── INPUT FOR THIS TASK ──

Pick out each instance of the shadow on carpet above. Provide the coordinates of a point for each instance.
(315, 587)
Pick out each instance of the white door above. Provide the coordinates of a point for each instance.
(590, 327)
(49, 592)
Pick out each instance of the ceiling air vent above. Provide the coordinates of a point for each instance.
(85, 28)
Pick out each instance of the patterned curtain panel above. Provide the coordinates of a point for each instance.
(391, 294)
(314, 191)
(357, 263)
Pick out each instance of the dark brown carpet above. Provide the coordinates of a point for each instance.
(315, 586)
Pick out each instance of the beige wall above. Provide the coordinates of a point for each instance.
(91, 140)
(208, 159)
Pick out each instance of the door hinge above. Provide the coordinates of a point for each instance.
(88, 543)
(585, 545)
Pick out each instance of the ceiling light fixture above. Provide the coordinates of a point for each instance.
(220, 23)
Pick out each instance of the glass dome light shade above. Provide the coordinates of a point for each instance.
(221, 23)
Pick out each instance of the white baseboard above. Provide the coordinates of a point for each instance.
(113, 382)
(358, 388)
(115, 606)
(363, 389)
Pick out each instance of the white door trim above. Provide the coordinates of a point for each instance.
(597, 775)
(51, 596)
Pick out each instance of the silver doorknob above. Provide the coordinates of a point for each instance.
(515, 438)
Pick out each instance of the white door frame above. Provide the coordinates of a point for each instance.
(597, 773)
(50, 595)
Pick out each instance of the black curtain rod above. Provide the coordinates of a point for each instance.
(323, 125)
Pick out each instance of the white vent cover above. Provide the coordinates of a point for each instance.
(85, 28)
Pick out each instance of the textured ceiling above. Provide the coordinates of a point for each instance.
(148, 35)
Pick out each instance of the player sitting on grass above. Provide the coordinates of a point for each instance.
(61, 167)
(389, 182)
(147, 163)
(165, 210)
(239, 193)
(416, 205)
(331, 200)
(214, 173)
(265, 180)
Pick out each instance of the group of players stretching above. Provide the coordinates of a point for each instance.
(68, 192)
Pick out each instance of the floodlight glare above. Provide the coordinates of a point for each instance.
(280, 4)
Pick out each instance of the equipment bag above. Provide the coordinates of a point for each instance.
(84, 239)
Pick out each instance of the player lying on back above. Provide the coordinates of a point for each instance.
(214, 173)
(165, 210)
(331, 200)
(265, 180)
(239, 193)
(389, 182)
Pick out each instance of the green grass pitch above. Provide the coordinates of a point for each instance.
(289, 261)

───

PROBLEM STATEMENT: All lines from the one containing "Pick out each instance of the equipment" through the final line of the listing above are to be reproduced exactly; include both and add nothing.

EXPECTED ANSWER:
Pick out each instance of the equipment bag above. Provide the coordinates of a point for each instance.
(84, 239)
Pick out each instance of the player lying on back above. Provide the coordinates of a point for each instance.
(214, 173)
(165, 210)
(331, 200)
(265, 180)
(239, 193)
(389, 182)
Pick out each instance of the green grass pitch above. Provide the coordinates of a point for each instance.
(289, 261)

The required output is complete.